_TEXT BLOCK_
------------------------------------
Figure 6.1: Linear regression does not fit well for a binary outcome
A straight line is not a good fit to this data in the sense that most of the points are very far from the line. However, it turns out to not be a terrible fit when comparing it to the relationship between the proportion of CHD = Yes and age (the dashed line). However, in general, logistic regression does even better at estimating the proportion.
Logistic regression models the mean (the probability of Y=1) using the complicated looking logit function ln(p/(1−p)) on the left-hand side of the equation. Why not have Y or p on the left-hand side? One reason is that, ideally, the range of possible values on the left-hand side should match that of the right-hand side. The right-hand side of the model equation is β0+β1X1+β2X2+…+βKXK and can take on any value from −∞ to ∞, whereas Y can only be 0 or 1 and p must be in the range 0 to 1. However, the logit of p, ln(p/(1−p)), can take on any value, matching the range of the right-hand side.
When transformed back to the probability scale, logistic regression fits an S-shaped curve that estimates the proportion of 1s at a given value of the predictor. Figure 6.2 demonstrates how the logistic regression fit (solid line) closely tracks the smoother (dashed line) and the predicted probabilities are all in [0, 1]. At the highest observed ages, however, the height of the estimated linear regression line (Figure 6.1) is greater than 1, resulting in predictions outside of [0, 1].

Figure 6.2: Logistic regression fits an S-shaped curve modeling P(Y = 1)
------------------------------------
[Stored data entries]
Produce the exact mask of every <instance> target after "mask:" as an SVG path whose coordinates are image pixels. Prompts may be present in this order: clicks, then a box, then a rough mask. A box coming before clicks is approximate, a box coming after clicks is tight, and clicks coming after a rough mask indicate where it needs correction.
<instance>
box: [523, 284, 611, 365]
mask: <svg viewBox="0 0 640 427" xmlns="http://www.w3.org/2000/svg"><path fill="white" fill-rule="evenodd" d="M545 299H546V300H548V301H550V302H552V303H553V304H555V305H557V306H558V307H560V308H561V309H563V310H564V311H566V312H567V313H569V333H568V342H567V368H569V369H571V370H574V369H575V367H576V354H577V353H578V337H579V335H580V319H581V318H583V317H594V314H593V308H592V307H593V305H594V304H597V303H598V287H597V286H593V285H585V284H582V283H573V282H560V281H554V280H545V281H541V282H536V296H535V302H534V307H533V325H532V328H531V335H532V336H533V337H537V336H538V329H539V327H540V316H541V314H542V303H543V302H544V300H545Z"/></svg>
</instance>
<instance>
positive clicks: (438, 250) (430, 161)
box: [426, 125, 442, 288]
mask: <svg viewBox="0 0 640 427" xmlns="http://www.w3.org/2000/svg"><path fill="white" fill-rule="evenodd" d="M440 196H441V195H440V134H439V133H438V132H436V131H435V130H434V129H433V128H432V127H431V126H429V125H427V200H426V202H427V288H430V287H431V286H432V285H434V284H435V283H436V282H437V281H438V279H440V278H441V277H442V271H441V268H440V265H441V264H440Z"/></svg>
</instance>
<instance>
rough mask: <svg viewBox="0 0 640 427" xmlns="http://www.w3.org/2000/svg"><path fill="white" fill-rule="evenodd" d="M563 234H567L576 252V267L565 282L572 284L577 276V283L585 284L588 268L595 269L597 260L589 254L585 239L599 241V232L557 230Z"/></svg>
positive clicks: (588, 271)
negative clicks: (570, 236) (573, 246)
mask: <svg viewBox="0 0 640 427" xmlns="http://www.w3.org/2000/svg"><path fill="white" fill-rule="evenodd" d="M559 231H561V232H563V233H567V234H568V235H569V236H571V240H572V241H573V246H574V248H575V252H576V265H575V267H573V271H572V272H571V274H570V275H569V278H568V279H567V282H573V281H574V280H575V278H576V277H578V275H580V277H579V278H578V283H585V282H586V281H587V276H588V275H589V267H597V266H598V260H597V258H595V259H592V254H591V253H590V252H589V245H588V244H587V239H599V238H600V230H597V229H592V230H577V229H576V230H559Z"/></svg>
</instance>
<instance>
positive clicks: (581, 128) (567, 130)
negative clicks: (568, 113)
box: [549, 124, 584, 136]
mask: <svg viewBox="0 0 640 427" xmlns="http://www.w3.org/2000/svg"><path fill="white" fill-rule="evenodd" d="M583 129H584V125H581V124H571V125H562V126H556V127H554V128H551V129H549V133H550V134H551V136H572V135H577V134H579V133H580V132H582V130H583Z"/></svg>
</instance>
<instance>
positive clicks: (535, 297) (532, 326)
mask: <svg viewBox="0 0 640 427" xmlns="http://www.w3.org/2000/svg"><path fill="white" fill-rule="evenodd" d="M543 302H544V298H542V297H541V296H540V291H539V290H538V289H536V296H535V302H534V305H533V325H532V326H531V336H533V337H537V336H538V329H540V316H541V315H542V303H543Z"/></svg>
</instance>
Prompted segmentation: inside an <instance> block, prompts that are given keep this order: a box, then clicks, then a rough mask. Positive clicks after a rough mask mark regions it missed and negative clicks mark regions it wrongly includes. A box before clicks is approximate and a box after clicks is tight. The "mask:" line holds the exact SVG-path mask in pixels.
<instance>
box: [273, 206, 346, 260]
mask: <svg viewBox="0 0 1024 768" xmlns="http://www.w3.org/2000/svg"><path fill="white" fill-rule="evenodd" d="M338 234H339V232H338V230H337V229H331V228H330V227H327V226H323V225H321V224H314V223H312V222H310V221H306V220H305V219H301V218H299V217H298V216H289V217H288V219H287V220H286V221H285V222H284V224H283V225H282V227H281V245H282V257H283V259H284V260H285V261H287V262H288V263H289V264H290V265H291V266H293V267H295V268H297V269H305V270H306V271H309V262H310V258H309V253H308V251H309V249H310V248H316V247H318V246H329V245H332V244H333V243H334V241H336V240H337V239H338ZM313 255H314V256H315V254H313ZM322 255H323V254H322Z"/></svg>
------------------------------------
_WHAT TO PRODUCE_
Reproduce the logistic regression text above word for word, starting with "When transformed back" and going on through "modeling P(Y = 1)".

_SOLUTION FOR THIS TASK_
When transformed back to the probability scale, logistic regression fits an S-shaped curve that estimates the proportion of 1s at a given value of the predictor. Figure 6.2 demonstrates how the logistic regression fit (solid line) closely tracks the smoother (dashed line) and the predicted probabilities are all in [0, 1]. At the highest observed ages, however, the height of the estimated linear regression line (Figure 6.1) is greater than 1, resulting in predictions outside of [0, 1].

Figure 6.2: Logistic regression fits an S-shaped curve modeling P(Y = 1)